• [WORK ITEM] Reproduce every entry exactly as given.

• [EXCERPTED RECORDS]
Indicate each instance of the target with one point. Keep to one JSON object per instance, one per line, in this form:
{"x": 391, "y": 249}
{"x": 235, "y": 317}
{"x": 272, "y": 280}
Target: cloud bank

• [RESPONSE TO THIS TASK]
Indicate each instance of the target with one point. Keep to one JSON object per instance, one per line, in this form:
{"x": 391, "y": 249}
{"x": 235, "y": 317}
{"x": 272, "y": 280}
Target: cloud bank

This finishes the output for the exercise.